Given exercise => Please pick out and copy every line in the material below that contains the word "nose". Case counts.

Listed entries =>
******************************

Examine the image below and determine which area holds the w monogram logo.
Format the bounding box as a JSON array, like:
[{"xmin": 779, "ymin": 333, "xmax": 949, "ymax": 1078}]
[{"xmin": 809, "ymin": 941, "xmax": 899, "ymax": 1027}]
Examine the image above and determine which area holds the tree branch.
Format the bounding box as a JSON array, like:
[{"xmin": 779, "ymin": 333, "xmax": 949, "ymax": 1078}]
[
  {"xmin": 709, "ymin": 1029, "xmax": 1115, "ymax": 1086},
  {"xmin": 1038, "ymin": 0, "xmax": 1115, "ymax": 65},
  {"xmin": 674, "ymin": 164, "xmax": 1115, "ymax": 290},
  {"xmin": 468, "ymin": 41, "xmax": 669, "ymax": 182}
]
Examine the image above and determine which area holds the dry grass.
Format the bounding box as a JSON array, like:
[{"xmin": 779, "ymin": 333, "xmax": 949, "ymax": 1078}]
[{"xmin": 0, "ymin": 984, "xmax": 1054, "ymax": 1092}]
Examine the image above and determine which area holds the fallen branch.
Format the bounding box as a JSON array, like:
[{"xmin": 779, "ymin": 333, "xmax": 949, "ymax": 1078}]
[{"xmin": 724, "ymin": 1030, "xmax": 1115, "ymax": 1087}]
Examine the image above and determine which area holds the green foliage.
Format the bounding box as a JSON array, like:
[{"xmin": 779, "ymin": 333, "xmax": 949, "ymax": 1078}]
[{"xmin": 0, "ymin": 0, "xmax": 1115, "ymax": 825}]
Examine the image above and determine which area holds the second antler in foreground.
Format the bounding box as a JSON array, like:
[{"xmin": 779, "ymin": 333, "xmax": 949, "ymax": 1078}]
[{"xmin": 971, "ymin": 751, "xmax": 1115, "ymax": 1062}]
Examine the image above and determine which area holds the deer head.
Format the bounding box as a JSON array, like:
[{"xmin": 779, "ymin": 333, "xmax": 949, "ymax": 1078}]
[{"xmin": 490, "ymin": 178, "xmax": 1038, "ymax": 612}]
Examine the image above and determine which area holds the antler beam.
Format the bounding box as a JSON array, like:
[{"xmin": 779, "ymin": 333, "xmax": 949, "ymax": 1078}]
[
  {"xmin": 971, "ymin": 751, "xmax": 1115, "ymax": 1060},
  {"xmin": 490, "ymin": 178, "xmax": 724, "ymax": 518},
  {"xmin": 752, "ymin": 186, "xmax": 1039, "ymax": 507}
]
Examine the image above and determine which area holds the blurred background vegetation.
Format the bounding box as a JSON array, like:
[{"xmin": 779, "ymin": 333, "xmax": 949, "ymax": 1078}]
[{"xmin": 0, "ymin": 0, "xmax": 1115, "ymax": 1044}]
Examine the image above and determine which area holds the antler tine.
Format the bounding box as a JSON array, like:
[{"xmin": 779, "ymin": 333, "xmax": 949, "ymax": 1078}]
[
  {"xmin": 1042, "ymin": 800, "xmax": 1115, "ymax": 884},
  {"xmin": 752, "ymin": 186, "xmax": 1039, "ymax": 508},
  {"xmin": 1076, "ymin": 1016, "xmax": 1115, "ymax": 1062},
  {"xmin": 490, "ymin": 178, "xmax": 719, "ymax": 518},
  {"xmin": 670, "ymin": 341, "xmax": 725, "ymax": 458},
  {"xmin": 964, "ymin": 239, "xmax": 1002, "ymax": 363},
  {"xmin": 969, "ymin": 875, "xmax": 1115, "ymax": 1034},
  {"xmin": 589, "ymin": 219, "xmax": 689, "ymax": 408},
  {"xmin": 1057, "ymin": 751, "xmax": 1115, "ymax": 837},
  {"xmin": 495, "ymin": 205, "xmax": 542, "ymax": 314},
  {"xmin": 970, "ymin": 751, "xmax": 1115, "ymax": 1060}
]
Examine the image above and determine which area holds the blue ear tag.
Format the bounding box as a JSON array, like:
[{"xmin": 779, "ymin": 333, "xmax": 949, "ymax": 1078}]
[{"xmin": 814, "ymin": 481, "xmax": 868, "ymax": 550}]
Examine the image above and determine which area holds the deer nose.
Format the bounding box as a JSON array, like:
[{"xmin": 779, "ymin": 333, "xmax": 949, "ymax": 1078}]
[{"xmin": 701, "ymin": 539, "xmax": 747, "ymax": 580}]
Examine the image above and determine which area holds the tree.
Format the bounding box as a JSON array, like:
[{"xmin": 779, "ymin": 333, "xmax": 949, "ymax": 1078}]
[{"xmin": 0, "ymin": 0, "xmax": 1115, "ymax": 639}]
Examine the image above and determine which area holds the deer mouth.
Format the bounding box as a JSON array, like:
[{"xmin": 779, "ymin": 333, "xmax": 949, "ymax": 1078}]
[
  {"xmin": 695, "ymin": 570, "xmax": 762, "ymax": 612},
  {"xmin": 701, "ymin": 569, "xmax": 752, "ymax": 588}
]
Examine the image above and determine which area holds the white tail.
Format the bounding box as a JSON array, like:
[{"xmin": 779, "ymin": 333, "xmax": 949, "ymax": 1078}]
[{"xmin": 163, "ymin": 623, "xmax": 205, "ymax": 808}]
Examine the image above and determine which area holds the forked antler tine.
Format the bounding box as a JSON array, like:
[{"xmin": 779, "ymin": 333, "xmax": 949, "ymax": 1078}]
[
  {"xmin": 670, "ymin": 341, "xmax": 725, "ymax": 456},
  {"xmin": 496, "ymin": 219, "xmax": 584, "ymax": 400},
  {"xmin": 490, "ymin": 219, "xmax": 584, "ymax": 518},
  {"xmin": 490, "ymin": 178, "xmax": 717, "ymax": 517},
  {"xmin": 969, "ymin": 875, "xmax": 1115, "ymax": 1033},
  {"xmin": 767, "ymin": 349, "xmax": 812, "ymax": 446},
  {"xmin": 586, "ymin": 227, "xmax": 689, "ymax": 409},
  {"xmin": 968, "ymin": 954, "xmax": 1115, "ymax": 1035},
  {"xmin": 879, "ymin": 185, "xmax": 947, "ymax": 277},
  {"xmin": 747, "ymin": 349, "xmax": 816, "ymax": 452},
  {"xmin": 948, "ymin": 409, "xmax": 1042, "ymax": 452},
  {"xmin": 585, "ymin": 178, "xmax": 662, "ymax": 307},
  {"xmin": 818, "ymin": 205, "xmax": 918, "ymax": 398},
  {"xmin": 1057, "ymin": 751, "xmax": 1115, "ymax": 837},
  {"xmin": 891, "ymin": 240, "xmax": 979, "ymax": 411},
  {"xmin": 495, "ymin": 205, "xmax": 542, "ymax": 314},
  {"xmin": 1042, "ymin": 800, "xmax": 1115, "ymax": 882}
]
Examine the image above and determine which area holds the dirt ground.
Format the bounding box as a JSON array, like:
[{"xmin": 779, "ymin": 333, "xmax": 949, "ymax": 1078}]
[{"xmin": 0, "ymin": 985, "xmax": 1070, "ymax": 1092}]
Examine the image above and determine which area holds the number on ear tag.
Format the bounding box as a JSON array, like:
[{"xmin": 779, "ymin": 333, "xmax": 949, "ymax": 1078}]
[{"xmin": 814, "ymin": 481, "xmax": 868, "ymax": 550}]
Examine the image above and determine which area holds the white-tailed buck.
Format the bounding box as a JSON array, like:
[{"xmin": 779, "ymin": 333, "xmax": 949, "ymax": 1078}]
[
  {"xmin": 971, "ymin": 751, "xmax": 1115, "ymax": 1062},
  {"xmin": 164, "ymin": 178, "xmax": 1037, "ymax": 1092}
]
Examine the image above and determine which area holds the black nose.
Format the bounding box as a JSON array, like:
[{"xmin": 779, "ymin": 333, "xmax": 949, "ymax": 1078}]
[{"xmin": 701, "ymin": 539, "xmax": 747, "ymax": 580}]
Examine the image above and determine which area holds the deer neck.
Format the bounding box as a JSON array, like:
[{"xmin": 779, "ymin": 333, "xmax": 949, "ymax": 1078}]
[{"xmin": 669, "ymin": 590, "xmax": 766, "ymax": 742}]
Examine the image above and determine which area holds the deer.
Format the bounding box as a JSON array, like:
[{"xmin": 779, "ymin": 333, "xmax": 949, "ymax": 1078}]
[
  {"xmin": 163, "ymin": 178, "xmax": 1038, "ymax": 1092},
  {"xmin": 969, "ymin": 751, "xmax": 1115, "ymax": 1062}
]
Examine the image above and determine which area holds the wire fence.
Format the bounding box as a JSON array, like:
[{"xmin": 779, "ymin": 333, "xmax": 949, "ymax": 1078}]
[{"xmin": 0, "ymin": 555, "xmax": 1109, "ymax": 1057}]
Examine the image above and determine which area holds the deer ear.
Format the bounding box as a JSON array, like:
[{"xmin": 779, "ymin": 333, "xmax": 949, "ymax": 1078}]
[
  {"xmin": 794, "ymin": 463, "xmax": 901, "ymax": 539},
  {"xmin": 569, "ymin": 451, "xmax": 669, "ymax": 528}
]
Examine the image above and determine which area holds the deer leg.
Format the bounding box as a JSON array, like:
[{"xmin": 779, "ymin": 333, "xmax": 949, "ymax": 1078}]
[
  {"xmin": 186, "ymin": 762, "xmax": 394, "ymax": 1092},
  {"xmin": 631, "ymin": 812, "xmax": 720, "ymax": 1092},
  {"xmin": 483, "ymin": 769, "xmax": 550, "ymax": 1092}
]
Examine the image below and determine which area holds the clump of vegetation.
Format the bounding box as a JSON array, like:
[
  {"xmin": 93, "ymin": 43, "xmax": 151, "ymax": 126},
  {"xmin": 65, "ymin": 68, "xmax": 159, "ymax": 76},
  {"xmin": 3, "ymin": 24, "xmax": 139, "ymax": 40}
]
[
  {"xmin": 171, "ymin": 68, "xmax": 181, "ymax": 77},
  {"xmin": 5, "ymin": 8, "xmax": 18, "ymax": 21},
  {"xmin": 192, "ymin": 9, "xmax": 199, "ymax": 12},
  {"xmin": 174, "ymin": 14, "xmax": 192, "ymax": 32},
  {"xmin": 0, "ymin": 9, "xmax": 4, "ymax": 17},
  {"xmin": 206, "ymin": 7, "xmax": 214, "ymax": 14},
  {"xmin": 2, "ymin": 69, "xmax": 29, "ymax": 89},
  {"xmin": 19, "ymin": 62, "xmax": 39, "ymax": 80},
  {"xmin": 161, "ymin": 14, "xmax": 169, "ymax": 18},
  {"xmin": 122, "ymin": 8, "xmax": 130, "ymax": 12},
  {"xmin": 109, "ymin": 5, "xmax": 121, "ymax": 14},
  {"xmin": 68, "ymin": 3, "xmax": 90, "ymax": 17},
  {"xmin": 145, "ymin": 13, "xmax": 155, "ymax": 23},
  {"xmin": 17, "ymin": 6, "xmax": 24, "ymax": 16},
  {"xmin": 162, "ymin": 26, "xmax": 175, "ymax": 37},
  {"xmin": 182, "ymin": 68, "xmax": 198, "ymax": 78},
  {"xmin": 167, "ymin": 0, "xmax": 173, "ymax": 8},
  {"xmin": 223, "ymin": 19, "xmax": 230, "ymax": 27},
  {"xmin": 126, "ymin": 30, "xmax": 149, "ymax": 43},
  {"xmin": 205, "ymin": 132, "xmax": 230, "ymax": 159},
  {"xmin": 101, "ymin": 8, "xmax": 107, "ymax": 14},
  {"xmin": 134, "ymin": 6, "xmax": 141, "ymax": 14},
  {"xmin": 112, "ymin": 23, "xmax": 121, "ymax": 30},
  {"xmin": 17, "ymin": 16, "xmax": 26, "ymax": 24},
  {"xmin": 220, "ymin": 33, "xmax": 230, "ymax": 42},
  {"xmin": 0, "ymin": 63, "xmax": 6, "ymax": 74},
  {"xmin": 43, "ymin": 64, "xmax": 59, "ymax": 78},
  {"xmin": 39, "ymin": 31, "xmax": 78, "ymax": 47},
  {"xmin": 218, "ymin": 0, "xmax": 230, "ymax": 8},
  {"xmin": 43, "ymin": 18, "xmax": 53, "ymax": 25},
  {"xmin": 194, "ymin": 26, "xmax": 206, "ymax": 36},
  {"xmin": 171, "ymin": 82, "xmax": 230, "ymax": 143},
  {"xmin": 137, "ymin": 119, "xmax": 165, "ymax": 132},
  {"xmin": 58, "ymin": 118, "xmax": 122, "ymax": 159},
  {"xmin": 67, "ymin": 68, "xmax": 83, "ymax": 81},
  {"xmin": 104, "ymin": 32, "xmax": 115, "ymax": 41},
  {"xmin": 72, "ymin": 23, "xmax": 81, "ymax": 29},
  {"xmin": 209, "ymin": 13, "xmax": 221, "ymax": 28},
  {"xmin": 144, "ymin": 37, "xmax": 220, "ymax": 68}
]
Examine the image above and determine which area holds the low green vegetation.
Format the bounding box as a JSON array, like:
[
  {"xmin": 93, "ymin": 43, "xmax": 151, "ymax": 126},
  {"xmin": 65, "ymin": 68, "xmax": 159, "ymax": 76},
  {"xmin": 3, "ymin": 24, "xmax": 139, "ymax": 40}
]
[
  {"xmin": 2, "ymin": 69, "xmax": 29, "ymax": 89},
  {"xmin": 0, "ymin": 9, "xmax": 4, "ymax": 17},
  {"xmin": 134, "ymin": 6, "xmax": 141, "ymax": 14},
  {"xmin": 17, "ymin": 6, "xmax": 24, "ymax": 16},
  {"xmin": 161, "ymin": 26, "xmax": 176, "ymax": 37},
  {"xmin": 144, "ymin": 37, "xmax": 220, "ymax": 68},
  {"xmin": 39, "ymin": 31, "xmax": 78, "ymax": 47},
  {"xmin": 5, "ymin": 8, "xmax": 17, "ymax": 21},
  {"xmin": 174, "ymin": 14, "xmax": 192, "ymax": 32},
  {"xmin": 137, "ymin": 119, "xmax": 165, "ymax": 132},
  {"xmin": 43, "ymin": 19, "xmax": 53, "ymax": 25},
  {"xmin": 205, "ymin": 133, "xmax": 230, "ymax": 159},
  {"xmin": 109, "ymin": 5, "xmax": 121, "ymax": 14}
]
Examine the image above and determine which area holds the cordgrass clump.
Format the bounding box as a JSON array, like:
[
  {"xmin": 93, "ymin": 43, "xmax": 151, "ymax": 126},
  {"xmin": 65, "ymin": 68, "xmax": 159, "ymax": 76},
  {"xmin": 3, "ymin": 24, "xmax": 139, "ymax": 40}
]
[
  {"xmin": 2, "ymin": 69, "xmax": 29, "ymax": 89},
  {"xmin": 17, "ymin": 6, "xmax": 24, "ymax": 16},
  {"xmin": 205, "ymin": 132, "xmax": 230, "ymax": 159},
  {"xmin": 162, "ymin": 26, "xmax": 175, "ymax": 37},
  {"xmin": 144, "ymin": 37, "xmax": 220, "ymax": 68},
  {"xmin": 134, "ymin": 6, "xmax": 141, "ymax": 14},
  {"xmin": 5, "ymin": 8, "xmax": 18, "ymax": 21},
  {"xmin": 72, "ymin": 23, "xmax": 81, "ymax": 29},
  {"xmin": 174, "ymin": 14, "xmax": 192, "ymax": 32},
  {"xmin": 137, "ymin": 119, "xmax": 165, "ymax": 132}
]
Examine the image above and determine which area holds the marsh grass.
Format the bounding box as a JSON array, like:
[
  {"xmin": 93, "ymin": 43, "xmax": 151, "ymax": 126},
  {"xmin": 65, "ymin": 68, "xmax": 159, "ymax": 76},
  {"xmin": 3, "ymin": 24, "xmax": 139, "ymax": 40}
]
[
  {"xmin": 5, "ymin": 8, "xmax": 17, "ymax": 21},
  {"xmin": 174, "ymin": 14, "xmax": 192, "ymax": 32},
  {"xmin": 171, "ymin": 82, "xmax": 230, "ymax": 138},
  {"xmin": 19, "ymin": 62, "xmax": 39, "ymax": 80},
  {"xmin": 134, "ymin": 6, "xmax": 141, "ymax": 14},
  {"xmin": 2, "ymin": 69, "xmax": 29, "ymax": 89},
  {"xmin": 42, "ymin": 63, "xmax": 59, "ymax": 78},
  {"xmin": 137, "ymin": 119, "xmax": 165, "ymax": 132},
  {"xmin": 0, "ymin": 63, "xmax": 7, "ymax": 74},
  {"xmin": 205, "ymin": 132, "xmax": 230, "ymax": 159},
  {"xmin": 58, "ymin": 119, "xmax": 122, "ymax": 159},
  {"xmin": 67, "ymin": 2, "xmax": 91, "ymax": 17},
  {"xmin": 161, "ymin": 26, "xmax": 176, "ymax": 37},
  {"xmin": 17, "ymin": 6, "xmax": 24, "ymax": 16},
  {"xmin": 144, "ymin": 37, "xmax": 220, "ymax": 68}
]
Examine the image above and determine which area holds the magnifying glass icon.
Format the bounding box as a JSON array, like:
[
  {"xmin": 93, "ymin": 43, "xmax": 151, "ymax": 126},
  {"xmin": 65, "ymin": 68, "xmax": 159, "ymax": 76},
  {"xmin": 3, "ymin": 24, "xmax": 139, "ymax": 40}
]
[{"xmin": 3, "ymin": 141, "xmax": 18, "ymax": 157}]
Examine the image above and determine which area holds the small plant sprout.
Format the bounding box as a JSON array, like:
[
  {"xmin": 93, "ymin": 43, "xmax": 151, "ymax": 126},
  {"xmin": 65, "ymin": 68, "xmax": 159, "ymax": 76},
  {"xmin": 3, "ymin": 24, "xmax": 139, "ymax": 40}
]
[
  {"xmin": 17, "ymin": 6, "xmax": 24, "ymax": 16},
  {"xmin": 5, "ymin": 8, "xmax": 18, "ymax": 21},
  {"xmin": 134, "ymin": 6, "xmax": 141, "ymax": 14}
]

******************************

Correct response =>
Examine the image above and determine which area holds the deer nose.
Examine the image above and determine which area holds the black nose.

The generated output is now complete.